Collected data
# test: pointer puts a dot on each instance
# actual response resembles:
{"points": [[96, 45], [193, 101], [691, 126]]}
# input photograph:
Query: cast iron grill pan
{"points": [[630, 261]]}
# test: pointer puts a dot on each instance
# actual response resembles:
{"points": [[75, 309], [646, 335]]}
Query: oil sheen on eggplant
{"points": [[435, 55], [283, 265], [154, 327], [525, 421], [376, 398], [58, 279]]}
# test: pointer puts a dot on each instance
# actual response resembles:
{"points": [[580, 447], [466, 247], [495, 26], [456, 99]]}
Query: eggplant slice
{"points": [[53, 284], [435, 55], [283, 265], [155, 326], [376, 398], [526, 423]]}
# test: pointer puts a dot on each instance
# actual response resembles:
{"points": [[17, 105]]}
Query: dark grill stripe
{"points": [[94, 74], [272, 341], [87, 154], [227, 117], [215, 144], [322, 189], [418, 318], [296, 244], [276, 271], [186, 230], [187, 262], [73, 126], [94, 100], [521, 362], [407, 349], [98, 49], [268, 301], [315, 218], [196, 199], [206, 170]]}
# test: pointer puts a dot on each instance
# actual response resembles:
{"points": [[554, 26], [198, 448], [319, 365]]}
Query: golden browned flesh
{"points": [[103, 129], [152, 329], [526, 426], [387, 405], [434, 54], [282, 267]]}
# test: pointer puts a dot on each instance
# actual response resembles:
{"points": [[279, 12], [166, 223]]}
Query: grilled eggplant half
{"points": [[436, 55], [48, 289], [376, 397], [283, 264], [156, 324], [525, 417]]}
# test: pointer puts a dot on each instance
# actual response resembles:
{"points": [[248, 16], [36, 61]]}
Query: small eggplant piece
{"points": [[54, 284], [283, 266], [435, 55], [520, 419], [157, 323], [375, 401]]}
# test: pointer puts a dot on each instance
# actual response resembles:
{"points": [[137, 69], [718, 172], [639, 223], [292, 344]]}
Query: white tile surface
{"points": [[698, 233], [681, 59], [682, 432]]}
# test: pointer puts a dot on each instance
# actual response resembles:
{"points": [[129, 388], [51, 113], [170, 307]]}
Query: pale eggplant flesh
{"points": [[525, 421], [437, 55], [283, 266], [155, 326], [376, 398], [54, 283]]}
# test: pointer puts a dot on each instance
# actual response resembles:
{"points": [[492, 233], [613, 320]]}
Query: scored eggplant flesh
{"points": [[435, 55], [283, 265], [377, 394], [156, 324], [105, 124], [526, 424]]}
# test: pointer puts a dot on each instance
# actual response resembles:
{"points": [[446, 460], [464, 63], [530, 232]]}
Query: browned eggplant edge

AIM OF THE TASK: The full set of entries above has to be restated exactly.

RESPONSE TO THE EXERCISE:
# test: pointer puts a dot on each instance
# actual response resembles:
{"points": [[96, 45], [193, 101], [691, 126]]}
# input photograph:
Query: cast iron grill pan
{"points": [[630, 261]]}
# test: pointer puts a dot on each instance
# actual response resembles:
{"points": [[75, 309], [646, 335]]}
Query: oil sheen on eggplant
{"points": [[435, 55], [283, 265], [154, 327], [525, 421], [376, 398], [58, 279]]}
# test: pointer puts a dot on each instance
# actual response resembles:
{"points": [[580, 447], [466, 247], [495, 26], [456, 99]]}
Query: eggplant slice
{"points": [[53, 284], [435, 55], [283, 265], [155, 326], [376, 398], [526, 423]]}
# test: pointer puts a dot on each instance
# actual response resembles:
{"points": [[17, 105]]}
Query: dark grill stripe
{"points": [[94, 74], [272, 341], [87, 154], [227, 117], [215, 144], [322, 189], [418, 318], [296, 244], [276, 271], [186, 230], [187, 262], [73, 126], [94, 100], [521, 362], [407, 349], [98, 49], [268, 301], [315, 218], [196, 199], [206, 170]]}
# test: pointer puts a dot on each instance
# actual response resembles:
{"points": [[554, 26], [198, 448], [319, 365]]}
Query: golden browned flesh
{"points": [[103, 129], [152, 329], [526, 426], [387, 405], [434, 54], [282, 267]]}
# test: pointer puts a dot on each instance
# actual response resembles:
{"points": [[279, 12], [166, 223]]}
Query: grilled eggplant half
{"points": [[436, 55], [48, 289], [376, 397], [283, 264], [156, 324], [525, 417]]}
# test: pointer puts a dot on each instance
# actual response resembles:
{"points": [[248, 16], [36, 61]]}
Query: small eggplant piece
{"points": [[54, 284], [283, 266], [435, 55], [520, 419], [157, 323], [375, 401]]}
# test: pointer puts a dot on each instance
# actual response resembles:
{"points": [[137, 69], [718, 172], [639, 223], [292, 344]]}
Query: white tile surface
{"points": [[698, 233], [681, 59], [682, 432]]}
# test: pointer puts a dot on each instance
# actual response resembles:
{"points": [[129, 388], [51, 113], [170, 307]]}
Query: pale eggplant flesh
{"points": [[525, 421], [437, 55], [283, 266], [155, 326], [376, 398], [54, 283]]}
# test: pointer puts a dot on each instance
# actual response resembles:
{"points": [[492, 233], [613, 320]]}
Query: scored eggplant flesh
{"points": [[435, 55], [283, 265], [377, 394], [156, 324], [105, 124], [526, 424]]}
# test: pointer puts a dot on each instance
# actual response resembles:
{"points": [[446, 460], [464, 63], [530, 232]]}
Query: browned eggplant edge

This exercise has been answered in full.